##### Input
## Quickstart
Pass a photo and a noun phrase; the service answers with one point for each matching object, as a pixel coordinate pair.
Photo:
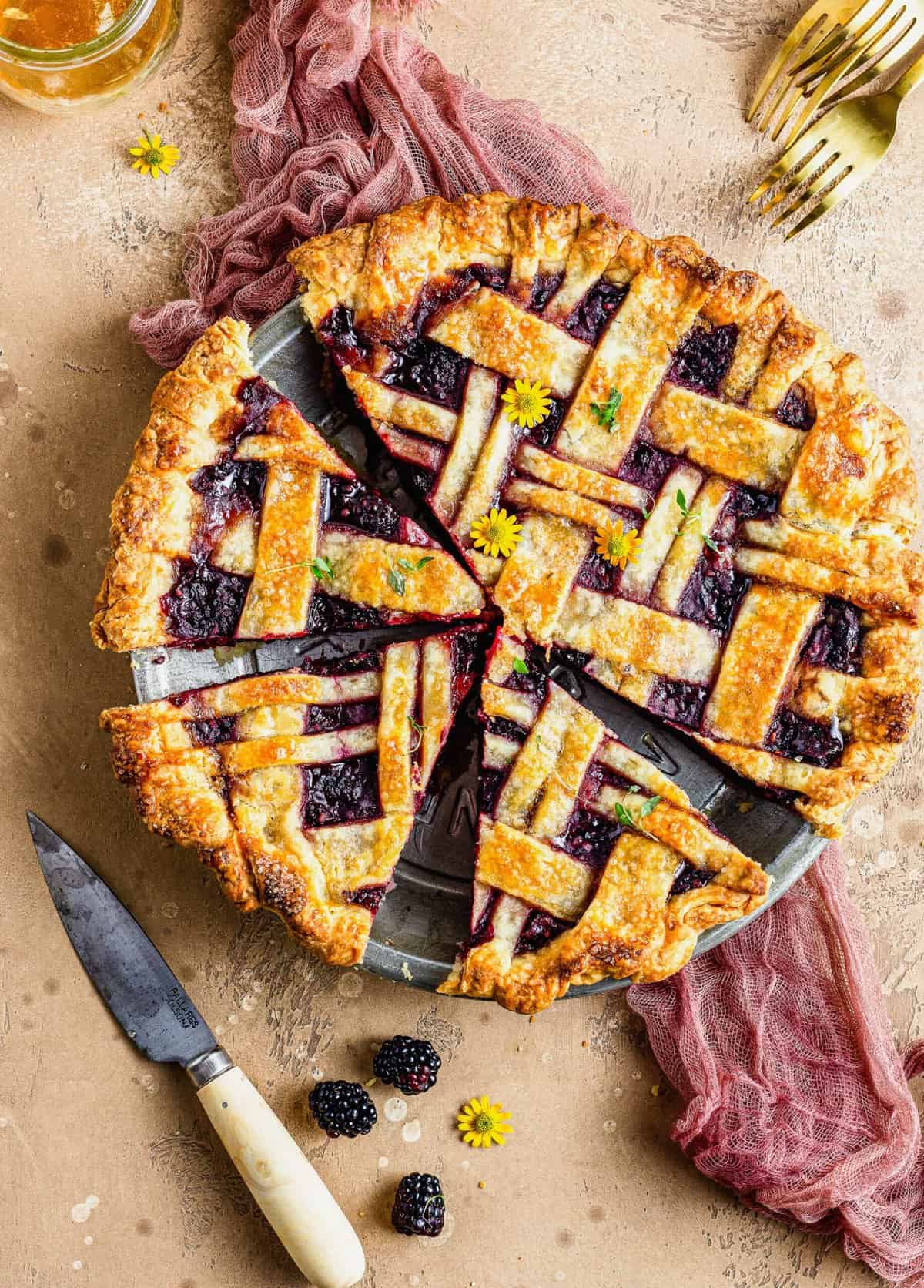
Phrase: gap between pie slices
(300, 789)
(775, 616)
(591, 864)
(239, 522)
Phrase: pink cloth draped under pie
(778, 1040)
(795, 1096)
(336, 122)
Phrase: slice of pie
(299, 789)
(591, 864)
(715, 508)
(239, 522)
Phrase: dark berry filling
(795, 408)
(209, 733)
(350, 665)
(590, 836)
(748, 502)
(489, 783)
(544, 285)
(594, 310)
(797, 738)
(367, 897)
(483, 931)
(344, 791)
(340, 715)
(571, 657)
(340, 335)
(439, 293)
(596, 573)
(430, 370)
(544, 433)
(423, 478)
(837, 639)
(645, 467)
(538, 929)
(228, 490)
(467, 649)
(203, 603)
(703, 357)
(259, 400)
(504, 728)
(329, 613)
(688, 877)
(678, 703)
(715, 590)
(354, 504)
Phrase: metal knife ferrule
(205, 1068)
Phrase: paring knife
(156, 1013)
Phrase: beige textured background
(591, 1192)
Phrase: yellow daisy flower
(152, 156)
(483, 1125)
(527, 404)
(615, 545)
(497, 534)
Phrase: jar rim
(78, 55)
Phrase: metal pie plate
(424, 918)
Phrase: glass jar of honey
(67, 55)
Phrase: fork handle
(910, 79)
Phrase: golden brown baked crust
(631, 917)
(785, 459)
(223, 770)
(168, 515)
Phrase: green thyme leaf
(636, 822)
(322, 569)
(651, 803)
(607, 412)
(695, 519)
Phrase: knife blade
(160, 1018)
(132, 977)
##########
→ What is expected:
Pictures should be left out when the records above are restated exactly.

→ Response below:
## Quickstart
Pass a photo and a noun phrase; the service answers with one point for each matching object, as a pixel coordinate pair.
Photo:
Phrase: gap between pie slices
(300, 789)
(775, 616)
(591, 864)
(239, 522)
Phrase: pink cloth draped under pie
(778, 1040)
(795, 1096)
(336, 122)
Phrase: slice of pie
(299, 789)
(591, 864)
(715, 508)
(239, 522)
Phrase: dark berry filling
(795, 408)
(209, 733)
(350, 665)
(590, 836)
(748, 502)
(489, 783)
(544, 285)
(594, 310)
(797, 738)
(367, 897)
(483, 931)
(344, 791)
(340, 715)
(571, 657)
(340, 335)
(439, 293)
(596, 573)
(430, 370)
(544, 433)
(423, 478)
(837, 639)
(645, 467)
(538, 929)
(228, 490)
(467, 649)
(203, 603)
(703, 357)
(259, 400)
(504, 728)
(329, 613)
(688, 877)
(678, 703)
(715, 590)
(354, 504)
Phrase: metal knife ferrule
(205, 1068)
Phrase: paring knife
(156, 1013)
Phrase: beige textured background
(591, 1192)
Phrase: yellow daisy flower
(152, 156)
(483, 1125)
(527, 404)
(615, 545)
(497, 534)
Phrase: jar rim
(78, 55)
Phrase: metal pie plate
(424, 918)
Phrase: glass jar of honey
(67, 55)
Phrase: fork handle
(910, 79)
Phrase: golden brown baked crust
(631, 917)
(785, 459)
(223, 770)
(168, 515)
Phrase: green thyme leaf
(636, 822)
(322, 569)
(651, 803)
(607, 412)
(695, 519)
Phrase: knife blade
(160, 1018)
(132, 977)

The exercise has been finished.